Task instructions — Print all of the data exactly, with no line missing.

Provided records —
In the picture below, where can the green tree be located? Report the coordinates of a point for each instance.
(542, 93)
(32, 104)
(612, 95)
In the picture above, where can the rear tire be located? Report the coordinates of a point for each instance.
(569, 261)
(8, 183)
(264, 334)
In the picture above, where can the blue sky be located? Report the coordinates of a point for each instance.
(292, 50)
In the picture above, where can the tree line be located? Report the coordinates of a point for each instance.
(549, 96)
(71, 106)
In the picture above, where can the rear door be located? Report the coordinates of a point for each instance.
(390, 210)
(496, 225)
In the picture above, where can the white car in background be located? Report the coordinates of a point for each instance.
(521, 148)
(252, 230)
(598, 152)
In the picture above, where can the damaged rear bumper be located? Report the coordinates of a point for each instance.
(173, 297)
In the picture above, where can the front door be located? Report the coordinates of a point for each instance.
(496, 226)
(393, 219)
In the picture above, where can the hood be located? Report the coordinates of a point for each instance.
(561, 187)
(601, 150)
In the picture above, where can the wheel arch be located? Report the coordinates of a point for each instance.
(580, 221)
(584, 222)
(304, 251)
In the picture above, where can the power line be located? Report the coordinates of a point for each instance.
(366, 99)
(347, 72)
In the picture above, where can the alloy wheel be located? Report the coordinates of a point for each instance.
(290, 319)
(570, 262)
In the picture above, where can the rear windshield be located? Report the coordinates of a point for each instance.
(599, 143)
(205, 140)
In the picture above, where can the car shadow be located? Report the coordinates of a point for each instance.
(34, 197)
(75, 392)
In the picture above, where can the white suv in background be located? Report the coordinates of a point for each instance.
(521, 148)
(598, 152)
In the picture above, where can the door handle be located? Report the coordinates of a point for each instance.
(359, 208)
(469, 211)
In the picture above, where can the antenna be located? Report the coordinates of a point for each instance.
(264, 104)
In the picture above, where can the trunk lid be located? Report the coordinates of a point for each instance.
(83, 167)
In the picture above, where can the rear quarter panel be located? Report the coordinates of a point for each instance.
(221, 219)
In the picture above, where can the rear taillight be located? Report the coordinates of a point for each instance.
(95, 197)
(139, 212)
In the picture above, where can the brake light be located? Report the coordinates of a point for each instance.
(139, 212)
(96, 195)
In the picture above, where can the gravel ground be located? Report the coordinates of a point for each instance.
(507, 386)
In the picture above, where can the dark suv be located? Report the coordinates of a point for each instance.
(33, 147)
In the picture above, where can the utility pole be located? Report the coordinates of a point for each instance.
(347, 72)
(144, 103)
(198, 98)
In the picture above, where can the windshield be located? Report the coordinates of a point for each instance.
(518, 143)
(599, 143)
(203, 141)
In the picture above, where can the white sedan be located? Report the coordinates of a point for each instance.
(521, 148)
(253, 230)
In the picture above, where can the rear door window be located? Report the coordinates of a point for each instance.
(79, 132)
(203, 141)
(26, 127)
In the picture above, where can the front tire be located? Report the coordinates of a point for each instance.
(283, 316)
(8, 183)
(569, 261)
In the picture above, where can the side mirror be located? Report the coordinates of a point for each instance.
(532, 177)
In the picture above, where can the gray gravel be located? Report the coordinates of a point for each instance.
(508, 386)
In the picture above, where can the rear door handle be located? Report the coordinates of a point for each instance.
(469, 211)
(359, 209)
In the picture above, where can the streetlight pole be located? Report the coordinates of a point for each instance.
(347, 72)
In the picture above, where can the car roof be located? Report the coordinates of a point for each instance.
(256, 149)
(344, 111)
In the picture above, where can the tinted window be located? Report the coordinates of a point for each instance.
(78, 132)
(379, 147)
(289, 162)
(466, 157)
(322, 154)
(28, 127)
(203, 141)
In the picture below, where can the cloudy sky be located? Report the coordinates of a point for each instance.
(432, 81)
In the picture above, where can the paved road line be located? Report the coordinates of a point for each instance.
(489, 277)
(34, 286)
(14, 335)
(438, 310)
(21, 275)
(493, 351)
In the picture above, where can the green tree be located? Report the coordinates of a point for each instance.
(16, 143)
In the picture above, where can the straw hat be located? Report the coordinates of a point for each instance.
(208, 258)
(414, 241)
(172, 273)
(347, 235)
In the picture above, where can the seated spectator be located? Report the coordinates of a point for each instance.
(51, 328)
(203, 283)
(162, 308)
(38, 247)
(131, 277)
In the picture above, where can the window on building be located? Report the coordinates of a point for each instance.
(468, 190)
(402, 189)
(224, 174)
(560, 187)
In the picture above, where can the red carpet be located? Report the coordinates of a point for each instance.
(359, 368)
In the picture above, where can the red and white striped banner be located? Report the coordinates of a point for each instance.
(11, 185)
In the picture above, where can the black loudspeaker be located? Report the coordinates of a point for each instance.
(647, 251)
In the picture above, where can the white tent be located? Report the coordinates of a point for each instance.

Your response —
In the picture below, where can the green tree be located? Report the coordinates of a point for each instance.
(542, 93)
(32, 104)
(612, 95)
In the picture above, where can the rear tire be located? Report the coordinates of a point for each instance.
(569, 261)
(8, 183)
(264, 334)
In the picture above, where can the blue sky be located? Report the coordinates of a point for each instance.
(292, 50)
In the picture above, where can the tree line be located? Report the coordinates of a point for each instance.
(549, 96)
(71, 106)
In the picture above, where can the rear door be located? Report the coordinates of a point for each instance.
(390, 210)
(496, 225)
In the picture above, where can the white car in background be located? Report the coordinates of a point for each instance.
(521, 148)
(252, 230)
(598, 152)
In the picture above, where can the damaged rear bumper be located? Report the coordinates of a point for each instance.
(173, 297)
In the picture above, where can the front door be located? Report the coordinates of a point for each instance.
(496, 226)
(393, 219)
In the picture above, where can the hood be located? Report the coordinates of a point for each instance.
(561, 187)
(601, 150)
In the picture above, where can the wheel arch be located? Report the coordinates of a point for each instance.
(580, 221)
(584, 222)
(304, 251)
In the picture above, where can the power line be located? Report the coordinates of a point for each instance.
(366, 99)
(347, 72)
In the picture above, where can the alloy wheel be located? Report the coordinates of a point for each instance.
(290, 319)
(570, 262)
In the picture above, where can the rear windshield be located? Report the coordinates of a point for each instance.
(599, 143)
(205, 140)
In the picture above, where can the car shadow be located? Report the coordinates of a point for each instance.
(34, 197)
(75, 392)
In the picture above, where can the white suv in background be located? Report the coordinates of a point for each instance.
(521, 148)
(598, 152)
In the picture above, where can the door handle be located? Report the coordinates of a point for each instance.
(359, 208)
(469, 211)
In the picture above, where can the antenna be located? Report the coordinates of a point for each instance.
(264, 104)
In the picture above, where can the trunk lid be located? Report the coordinates of a point for each instance.
(83, 167)
In the picture above, where can the rear quarter panel be located? Report the coordinates of a point for each instance.
(221, 219)
In the picture above, where can the rear taillight be located? Report the coordinates of a point for each instance.
(95, 197)
(139, 212)
In the picture above, where can the brake light be located? Report the coordinates of a point for each instance.
(139, 212)
(96, 195)
In the picture above, where can the gravel ground be located? Report the coordinates of a point for each instance.
(507, 386)
In the picture above, where can the dark suv be located? Report the coordinates of a point for each instance.
(33, 147)
In the picture above, where can the utility pole be located? Report the coordinates of a point for each instance.
(347, 72)
(144, 103)
(198, 98)
In the picture above, where can the windshield be located? Report the coordinates of a point for each instance.
(518, 143)
(599, 143)
(203, 141)
In the picture above, where can the white sedan be located? Report the coordinates of a point for each instance.
(521, 148)
(253, 230)
In the picture above, where can the rear door window be located? Report the coordinates of a point for each instance.
(79, 132)
(203, 141)
(26, 127)
In the picture above, where can the front tire be located? Report the coordinates of a point for each instance.
(283, 316)
(8, 183)
(569, 261)
In the picture above, where can the side mirror be located? Report the coordinates of a point for each instance.
(532, 177)
In the picture above, where can the gray gravel be located? Report the coordinates of a point for each instance.
(508, 386)
In the picture above, where can the rear door handle be located? Report the coordinates of a point for each instance.
(469, 211)
(359, 209)
In the picture above, where can the streetlight pole be located? Report the coordinates of a point for each instance.
(347, 72)
In the picture above, where can the car roof be located? Report the coordinates of a point for each instance.
(256, 149)
(344, 111)
In the picture above, where can the tinted window be located? Report the coordinates of a point for each instance.
(78, 132)
(379, 147)
(289, 162)
(466, 157)
(322, 154)
(28, 127)
(203, 141)
In the picture below, where can the cloudy sky be located? Report the coordinates of a point for each instance.
(432, 81)
In the picture above, where can the paved road line be located? Report the coordinates of a point for each instance.
(489, 277)
(34, 286)
(14, 335)
(438, 310)
(21, 275)
(493, 351)
In the picture above, where can the green tree be located? Report the coordinates of a point for each instance.
(16, 143)
In the picture above, where can the straw hat be located? Report the coordinates of a point for each instance.
(208, 258)
(414, 241)
(172, 273)
(347, 235)
In the picture above, where can the seated spectator be located? Report the coordinates of a point for each instance.
(51, 328)
(203, 283)
(162, 308)
(38, 247)
(131, 277)
In the picture above, where can the window on building be located? Report the coordinates of a point for each instance.
(468, 190)
(402, 189)
(224, 174)
(560, 187)
In the picture above, where can the red carpet be located? Report the coordinates of a point for each instance.
(359, 368)
In the picture above, where can the red and white striped banner be located? Report the coordinates of a point for each instance.
(11, 185)
In the picture above, where can the black loudspeaker be located? Report the coordinates of a point for each instance.
(647, 251)
In the picture above, where can the white tent be located? Report the coordinates of a point for each instance.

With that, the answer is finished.